▸ **Records from a data collection**:

****************************************

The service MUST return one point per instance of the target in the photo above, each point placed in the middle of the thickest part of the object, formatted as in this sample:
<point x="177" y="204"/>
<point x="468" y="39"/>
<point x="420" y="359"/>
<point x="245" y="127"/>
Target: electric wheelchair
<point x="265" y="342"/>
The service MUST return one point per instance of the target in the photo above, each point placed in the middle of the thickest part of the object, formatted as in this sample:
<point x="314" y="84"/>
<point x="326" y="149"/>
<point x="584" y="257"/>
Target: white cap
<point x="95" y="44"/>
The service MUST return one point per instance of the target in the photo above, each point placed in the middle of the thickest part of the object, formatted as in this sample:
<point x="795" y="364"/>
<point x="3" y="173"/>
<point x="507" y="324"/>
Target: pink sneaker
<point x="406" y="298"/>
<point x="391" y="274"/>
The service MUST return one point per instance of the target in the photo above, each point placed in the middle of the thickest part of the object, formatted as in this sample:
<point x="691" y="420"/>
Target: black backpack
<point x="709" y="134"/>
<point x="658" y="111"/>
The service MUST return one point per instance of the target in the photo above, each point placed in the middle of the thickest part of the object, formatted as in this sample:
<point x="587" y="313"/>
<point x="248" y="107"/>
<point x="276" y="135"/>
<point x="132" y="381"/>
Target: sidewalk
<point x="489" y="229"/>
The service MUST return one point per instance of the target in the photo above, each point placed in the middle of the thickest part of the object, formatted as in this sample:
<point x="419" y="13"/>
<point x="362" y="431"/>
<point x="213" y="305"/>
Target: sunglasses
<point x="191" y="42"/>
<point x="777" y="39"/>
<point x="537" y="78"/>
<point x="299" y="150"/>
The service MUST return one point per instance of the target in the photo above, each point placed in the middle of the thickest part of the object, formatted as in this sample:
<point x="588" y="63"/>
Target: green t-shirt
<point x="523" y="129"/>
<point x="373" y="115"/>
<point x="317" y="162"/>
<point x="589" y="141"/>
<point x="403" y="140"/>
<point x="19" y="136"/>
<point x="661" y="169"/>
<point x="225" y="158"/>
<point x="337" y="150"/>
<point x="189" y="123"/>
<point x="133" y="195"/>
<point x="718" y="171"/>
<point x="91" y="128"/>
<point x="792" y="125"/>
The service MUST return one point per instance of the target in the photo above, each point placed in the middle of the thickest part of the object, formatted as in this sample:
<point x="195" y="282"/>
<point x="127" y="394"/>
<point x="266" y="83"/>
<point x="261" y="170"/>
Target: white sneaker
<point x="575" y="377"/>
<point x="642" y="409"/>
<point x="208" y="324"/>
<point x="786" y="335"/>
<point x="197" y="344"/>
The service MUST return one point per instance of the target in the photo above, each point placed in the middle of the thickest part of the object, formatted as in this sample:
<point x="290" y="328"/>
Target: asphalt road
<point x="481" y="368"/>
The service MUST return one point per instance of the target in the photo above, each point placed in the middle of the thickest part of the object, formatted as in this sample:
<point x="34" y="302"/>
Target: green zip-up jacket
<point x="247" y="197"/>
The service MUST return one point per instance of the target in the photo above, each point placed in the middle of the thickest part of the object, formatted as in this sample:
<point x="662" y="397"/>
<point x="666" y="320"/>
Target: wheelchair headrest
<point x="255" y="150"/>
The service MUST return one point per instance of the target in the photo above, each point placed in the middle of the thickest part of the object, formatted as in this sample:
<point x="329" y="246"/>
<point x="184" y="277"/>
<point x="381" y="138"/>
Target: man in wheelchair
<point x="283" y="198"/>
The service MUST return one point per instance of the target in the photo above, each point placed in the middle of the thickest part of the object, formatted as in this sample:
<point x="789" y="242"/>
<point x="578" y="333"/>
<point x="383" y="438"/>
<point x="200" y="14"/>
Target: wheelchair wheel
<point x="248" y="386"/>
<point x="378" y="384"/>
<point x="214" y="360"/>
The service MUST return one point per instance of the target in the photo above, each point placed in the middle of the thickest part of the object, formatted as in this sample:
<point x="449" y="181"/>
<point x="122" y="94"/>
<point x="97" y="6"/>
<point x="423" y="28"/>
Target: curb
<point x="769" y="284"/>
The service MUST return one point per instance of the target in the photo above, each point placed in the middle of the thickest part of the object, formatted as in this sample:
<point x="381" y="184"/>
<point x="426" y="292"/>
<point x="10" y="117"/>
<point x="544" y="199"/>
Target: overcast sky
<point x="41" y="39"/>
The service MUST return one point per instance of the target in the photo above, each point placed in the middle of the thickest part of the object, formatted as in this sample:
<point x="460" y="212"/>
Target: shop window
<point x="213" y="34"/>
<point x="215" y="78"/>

****************************************

▸ **TASK ITEM**:
All records should be returned verbatim, none left out.

▸ **YOUR SOLUTION**:
The service MUST return one point per instance of the target in the photo above, each point placed in the middle of the thickest part of the object, formatted as in this sample:
<point x="177" y="204"/>
<point x="468" y="39"/>
<point x="420" y="359"/>
<point x="245" y="127"/>
Target: electric wheelchair
<point x="265" y="342"/>
The service MUST return one point per instance of the target in the photo above, each point placed in the middle of the thickest part of the object, formatted as in this sample:
<point x="314" y="84"/>
<point x="326" y="149"/>
<point x="584" y="257"/>
Target: white cap
<point x="95" y="44"/>
The service MUST return one point per instance of the target in the photo above, each point placed in the middle of the thickest part of the object, formatted as in this sample:
<point x="795" y="364"/>
<point x="3" y="173"/>
<point x="507" y="324"/>
Target: pink sneaker
<point x="406" y="298"/>
<point x="391" y="274"/>
The service MUST return one point per instance of the target in the photo above, each point placed in the middle of the thickest part of the object, formatted as in this sample:
<point x="691" y="420"/>
Target: black backpack
<point x="709" y="134"/>
<point x="658" y="111"/>
The service MUST return one point per instance of the target in the photo above, each point placed in the middle of the thickest part of the object, formatted as in this sample:
<point x="587" y="313"/>
<point x="248" y="107"/>
<point x="276" y="135"/>
<point x="132" y="381"/>
Target: sidewalk
<point x="489" y="229"/>
The service MUST return one point per instance of the target in the photo above, each point placed in the middle of the thickest part of the object, formatted as in this sample:
<point x="419" y="13"/>
<point x="362" y="431"/>
<point x="213" y="305"/>
Target: sunglasses
<point x="191" y="42"/>
<point x="777" y="39"/>
<point x="537" y="78"/>
<point x="299" y="150"/>
The service MUST return one point per instance of the target in the photo above, each point placed in the middle of the thickest part of the object, formatted as in this sample:
<point x="588" y="63"/>
Target: green t-shirt
<point x="523" y="129"/>
<point x="373" y="115"/>
<point x="317" y="162"/>
<point x="589" y="141"/>
<point x="403" y="140"/>
<point x="19" y="136"/>
<point x="661" y="169"/>
<point x="225" y="158"/>
<point x="337" y="150"/>
<point x="189" y="123"/>
<point x="133" y="195"/>
<point x="718" y="171"/>
<point x="91" y="128"/>
<point x="792" y="125"/>
The service MUST return one point per instance of the target in the photo above, each point placed in the middle of the thickest part of the object, formatted as in this sample:
<point x="195" y="282"/>
<point x="127" y="394"/>
<point x="266" y="83"/>
<point x="261" y="170"/>
Target: white sneaker
<point x="575" y="377"/>
<point x="642" y="409"/>
<point x="208" y="324"/>
<point x="786" y="335"/>
<point x="197" y="344"/>
The service MUST return one point per instance of the target in the photo above, each point placed in the middle of the thickest part of the object, formatted as in this sample:
<point x="290" y="328"/>
Target: asphalt road
<point x="481" y="368"/>
The service MUST return one point per instance of the target in the photo above, each point placed in the middle of the thickest part of the object, formatted as in this sample:
<point x="34" y="302"/>
Target: green zip-up jacket
<point x="247" y="197"/>
The service MUST return one point per instance of the target in the photo above, each point placed in the middle of the thickest part of the object, formatted as in this sample:
<point x="662" y="397"/>
<point x="666" y="320"/>
Target: wheelchair headrest
<point x="255" y="150"/>
The service MUST return one point per instance of the target in the photo above, each point placed in the middle of the thickest part of the object, formatted as in this sample:
<point x="329" y="246"/>
<point x="184" y="277"/>
<point x="381" y="138"/>
Target: man in wheelchair
<point x="283" y="198"/>
The service MUST return one point per instance of the target in the photo above, each point placed in the middle of the thickest part of the object, formatted as in this sample:
<point x="789" y="242"/>
<point x="578" y="333"/>
<point x="383" y="438"/>
<point x="200" y="14"/>
Target: wheelchair wheel
<point x="248" y="386"/>
<point x="378" y="384"/>
<point x="214" y="360"/>
The service MUST return one point per instance of the target in the photo above, each point placed in the middle of the thickest part of the object, formatted as in this sample:
<point x="449" y="181"/>
<point x="122" y="94"/>
<point x="97" y="6"/>
<point x="423" y="28"/>
Target: curb
<point x="769" y="284"/>
The service MUST return one point per instance of the target in the photo above, each point placed in the middle of the thickest part of the object, formatted as in this sample:
<point x="381" y="184"/>
<point x="426" y="292"/>
<point x="10" y="117"/>
<point x="544" y="199"/>
Target: overcast sky
<point x="41" y="39"/>
The service MUST return one point per instance of the target in the photo above, each point placed in the middle of the thickest part of the object, formatted as in this sample:
<point x="460" y="212"/>
Target: shop window
<point x="213" y="34"/>
<point x="215" y="78"/>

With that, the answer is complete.